## Exercise details
Rewrite every line of the entries below as a numbered list, omitting any blank lines.

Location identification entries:
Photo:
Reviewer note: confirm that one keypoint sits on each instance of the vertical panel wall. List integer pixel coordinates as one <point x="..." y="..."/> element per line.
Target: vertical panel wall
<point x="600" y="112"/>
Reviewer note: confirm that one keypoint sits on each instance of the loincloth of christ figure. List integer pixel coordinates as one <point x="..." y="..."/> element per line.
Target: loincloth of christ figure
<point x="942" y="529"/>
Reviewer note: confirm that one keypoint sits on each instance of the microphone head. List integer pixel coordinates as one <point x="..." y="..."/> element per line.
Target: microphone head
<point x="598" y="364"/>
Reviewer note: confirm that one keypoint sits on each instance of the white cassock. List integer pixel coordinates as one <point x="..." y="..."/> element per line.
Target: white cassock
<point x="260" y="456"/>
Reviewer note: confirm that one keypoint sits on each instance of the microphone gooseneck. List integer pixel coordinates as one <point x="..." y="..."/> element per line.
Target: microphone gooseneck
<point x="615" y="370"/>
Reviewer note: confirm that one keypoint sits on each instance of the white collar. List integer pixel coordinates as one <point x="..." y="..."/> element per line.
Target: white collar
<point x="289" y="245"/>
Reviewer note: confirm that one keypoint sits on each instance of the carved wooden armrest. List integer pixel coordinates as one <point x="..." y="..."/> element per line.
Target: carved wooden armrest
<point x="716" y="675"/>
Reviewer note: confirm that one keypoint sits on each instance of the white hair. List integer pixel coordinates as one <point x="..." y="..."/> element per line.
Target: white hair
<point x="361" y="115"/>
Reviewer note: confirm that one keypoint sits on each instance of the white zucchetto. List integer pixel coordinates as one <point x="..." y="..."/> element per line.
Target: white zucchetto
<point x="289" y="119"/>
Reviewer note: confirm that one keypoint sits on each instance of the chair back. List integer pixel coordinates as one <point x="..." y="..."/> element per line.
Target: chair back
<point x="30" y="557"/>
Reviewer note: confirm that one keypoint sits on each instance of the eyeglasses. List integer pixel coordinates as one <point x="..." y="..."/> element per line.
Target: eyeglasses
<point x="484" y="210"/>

## Task answer
1. Photo:
2. Reviewer note: confirm that one keypoint sits on each instance of the vertical panel wall. List integer pixel coordinates as one <point x="..." y="..."/> element per line.
3. Target: vertical panel wall
4. <point x="600" y="112"/>
5. Reviewer note: confirm that one keypoint sits on each instance of the loincloth of christ figure. List integer pixel coordinates as one <point x="..." y="..."/> element per line.
6. Target: loincloth of christ figure
7. <point x="942" y="529"/>
8. Reviewer note: confirm that one keypoint sits on each instance of the microphone head. List integer pixel coordinates as one <point x="..." y="..."/> element per line.
9. Target: microphone head
10. <point x="598" y="364"/>
11. Reviewer note: confirm that one keypoint sits on each instance of the white cassock. List integer pixel coordinates as one <point x="..." y="..."/> element per line.
12. Target: white cassock
13. <point x="260" y="456"/>
14. Reviewer note: confirm that one keypoint sits on each instance of the microphone gooseneck. List integer pixel coordinates as one <point x="..." y="..."/> element per line.
15. Target: microphone gooseneck
16. <point x="615" y="370"/>
17. Reviewer note: confirm that one keypoint sits on each instance of the white collar. List integer pixel coordinates as one <point x="..." y="..."/> element per line.
18. Target: white collar
19. <point x="289" y="245"/>
20. Reviewer note: confirm that one keypoint sits on each instance of the carved wooden armrest. List integer pixel coordinates as one <point x="..." y="..."/> element per line.
21. Target: carved wooden armrest
22. <point x="716" y="675"/>
23. Reviewer note: confirm that one keypoint sits on each instance of the white hair. List integer pixel coordinates as one <point x="..." y="..."/> element per line.
24. Target: white hair
25. <point x="361" y="115"/>
26. Reviewer note: confirm that one keypoint sits on each instance of the white zucchetto. List integer pixel coordinates as one <point x="..." y="..."/> element per line.
27. Target: white zucchetto
28. <point x="289" y="119"/>
29. Reviewer note: confirm that one keypoint sits on each instance of the chair back. List integer pixel coordinates as one <point x="..." y="..."/> element per line.
30. Target: chair back
31. <point x="30" y="557"/>
32. Reviewer note: confirm that one keypoint sits on each instance of the eyeglasses. List integer pixel coordinates as one <point x="..." y="..."/> element per line.
33. Target: eyeglasses
34. <point x="484" y="210"/>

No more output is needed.